§ **TASK TO COMPLETE**: The line containing "I bet you can't find the sky" opens the span to copy, and the last line of the records below closes it. Write out that span exactly.

§ **MATERIAL SHOWN**:
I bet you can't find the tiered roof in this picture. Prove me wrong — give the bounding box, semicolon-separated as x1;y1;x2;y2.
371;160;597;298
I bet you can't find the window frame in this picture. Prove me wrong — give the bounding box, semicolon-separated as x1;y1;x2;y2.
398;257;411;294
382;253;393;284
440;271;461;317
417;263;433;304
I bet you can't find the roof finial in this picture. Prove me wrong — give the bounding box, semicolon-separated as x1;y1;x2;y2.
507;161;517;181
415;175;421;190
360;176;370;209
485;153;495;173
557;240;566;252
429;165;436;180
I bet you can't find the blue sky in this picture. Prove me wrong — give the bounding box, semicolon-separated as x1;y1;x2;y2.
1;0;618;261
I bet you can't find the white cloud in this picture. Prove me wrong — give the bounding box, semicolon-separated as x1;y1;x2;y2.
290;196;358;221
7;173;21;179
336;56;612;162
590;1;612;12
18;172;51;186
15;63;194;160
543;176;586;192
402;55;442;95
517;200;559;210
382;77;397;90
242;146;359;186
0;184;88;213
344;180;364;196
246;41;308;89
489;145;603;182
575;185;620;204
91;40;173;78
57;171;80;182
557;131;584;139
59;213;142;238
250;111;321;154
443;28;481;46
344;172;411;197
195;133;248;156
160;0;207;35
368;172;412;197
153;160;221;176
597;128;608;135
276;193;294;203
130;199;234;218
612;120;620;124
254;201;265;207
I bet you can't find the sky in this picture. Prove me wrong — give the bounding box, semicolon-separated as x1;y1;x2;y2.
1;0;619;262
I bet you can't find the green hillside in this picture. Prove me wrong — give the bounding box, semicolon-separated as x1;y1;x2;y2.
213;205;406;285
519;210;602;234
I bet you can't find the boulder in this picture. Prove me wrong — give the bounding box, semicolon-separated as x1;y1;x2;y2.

§ **TASK RESPONSE**:
I bet you can't find the sky in this picture. Prove me wrong — give the bounding box, semicolon-separated as x1;y1;x2;y2.
1;0;619;262
I bet you can't find the green hillside in this picture. Prove me wrong — give the bounding box, semicolon-separated as x1;y1;x2;y2.
213;205;406;285
519;210;602;234
I bet you can't find the boulder in this picture. Prove me wrong — give the bounding box, semicolon-separated as x1;y1;x2;y2.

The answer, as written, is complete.